## Selected excerpt:
Start of Block
Regulation of Inflammation by Macrophages in Chronic Granulomatous Diseases

Chronic granulomatous disease (CGD) is a primary immunodeficiency caused by the genetic deficiency of NADPH oxidase. Patients with CGD suffer from recurrent life-threatening infections, consistent with the importance of NADPH oxidase for the induction of respiratory burst in macrophages and neutrophils. Another aspect of this disorder is a state of hyperinflammation, which leads to excessive persistent granulomatous responses. Granulomas are histologically defined areas of tissue inflammation which contain neutrophils and necrotic tissue surrounded by macrophages and multinucleated giant cells. The formation of granulomas is important for immune defence against pathogens, such as mycobacteria. However in CGD, granulomas can be sterile, destruct normal tissue and often lead to life-threatening complications such as granulomatous bowel obstruction. The mechanisms of hyperinflammatory granuloma formation in CGD as well as in other immune diseases with chronic granuloma formation, such as Crohn’s disease and sarcoidosis, are poorly understood. The goal of this project was to elucidate these mechanisms. Our work has been focused on the role of macrophages, as major components of granulomatous responses. Macrophages are known to be important for mycobacterial granuloma formation, since Pu.1 deficiency suppresses granuloma formation (Clay H, Ramakrishnan L, Cell Host Microbe 2007), and TNF-dependent macrophage survival is likewise significant for the maintenance and dissemination of granulomas (Clay H, Ramakrishnan L, Immunity 2008). In granulomas, macrophages appear enlarged and sometimes contain several nuclei, thus giving rise to the terms ‘epithelioid macrophages’ and ‘multinucleated giant cells’ respectively. Multinucleated giant cells express proteases such as MMP9 which are thought to be crucial for granuloma organization. How macrophages increase their size in the context of granuloma formation remains largely unknown. We have shown that macrophages can grow by polyploidization in response to mycobacteria or purified TLR ligands in vitro and in the context of Mycobacterium bovis granuloma formation in vivo. Using long term live cell imaging we found that in response to TLR2 ligands, multinucleation and polyploidization results from recurrent cytokinesis failure and re-programming of cell cycle regulators such as the transcription factors MafB/Myc.
End of Block
## Extracted records:
Start of Block
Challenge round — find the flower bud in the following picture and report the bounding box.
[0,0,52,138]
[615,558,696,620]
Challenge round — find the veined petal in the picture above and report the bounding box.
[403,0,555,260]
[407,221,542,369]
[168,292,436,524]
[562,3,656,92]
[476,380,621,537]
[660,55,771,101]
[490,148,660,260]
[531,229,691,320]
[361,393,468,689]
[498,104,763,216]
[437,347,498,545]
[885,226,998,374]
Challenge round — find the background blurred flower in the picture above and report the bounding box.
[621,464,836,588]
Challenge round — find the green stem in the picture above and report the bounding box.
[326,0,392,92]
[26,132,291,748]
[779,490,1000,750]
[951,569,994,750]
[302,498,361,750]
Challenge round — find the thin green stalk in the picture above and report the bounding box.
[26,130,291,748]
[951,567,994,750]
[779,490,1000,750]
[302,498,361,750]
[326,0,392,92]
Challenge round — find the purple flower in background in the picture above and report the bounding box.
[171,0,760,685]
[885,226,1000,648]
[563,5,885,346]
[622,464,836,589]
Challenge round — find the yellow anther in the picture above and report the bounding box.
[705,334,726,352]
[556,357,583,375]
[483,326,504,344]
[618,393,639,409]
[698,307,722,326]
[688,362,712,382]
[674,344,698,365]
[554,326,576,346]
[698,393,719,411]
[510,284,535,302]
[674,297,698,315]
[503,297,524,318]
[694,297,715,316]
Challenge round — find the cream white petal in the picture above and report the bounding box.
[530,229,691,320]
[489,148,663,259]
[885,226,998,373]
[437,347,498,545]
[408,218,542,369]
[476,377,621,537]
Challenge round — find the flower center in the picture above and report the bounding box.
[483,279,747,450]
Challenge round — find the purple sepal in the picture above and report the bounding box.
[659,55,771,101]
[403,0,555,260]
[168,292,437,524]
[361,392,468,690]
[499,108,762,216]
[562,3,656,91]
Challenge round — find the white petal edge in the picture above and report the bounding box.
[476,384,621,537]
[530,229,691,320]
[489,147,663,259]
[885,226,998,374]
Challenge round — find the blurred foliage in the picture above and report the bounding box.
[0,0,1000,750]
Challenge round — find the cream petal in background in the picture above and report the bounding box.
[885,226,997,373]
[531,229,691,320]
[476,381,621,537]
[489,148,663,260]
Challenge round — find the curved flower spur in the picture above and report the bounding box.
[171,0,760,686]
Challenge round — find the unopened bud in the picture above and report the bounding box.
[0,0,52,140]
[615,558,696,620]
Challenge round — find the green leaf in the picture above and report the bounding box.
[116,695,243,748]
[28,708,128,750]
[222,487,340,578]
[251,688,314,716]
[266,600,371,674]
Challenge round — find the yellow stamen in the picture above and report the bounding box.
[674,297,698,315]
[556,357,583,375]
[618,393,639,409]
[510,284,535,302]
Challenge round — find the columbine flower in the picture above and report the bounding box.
End of Block
## Your tasks:
1. According to the text on macrophages in chronic granulomatous disease, what genetic deficiency causes the disease?
2. Write the next part of the text on macrophages in chronic granulomatous disease, starting after its final sentence.

## Answers for the tasks:
1. A deficiency of NADPH oxidase.

2.
In summary, we found a pathway of macrophage polyploidization and multinucleated giant cell formation which is distinct from the previously described cytokine-induced macrophage multinucleation by cell-to-cell fusion. We propose that macrophage growth by pathogen-mediated cell cycle regulation and polyploidization may be an important mechanism for the maintenance of granulomas during immunity to mycobacterial infection or autoimmune hyperinflammation. This work may thus lead to the development of new therapeutic strategies for hyperinflammatory granulomatous responses.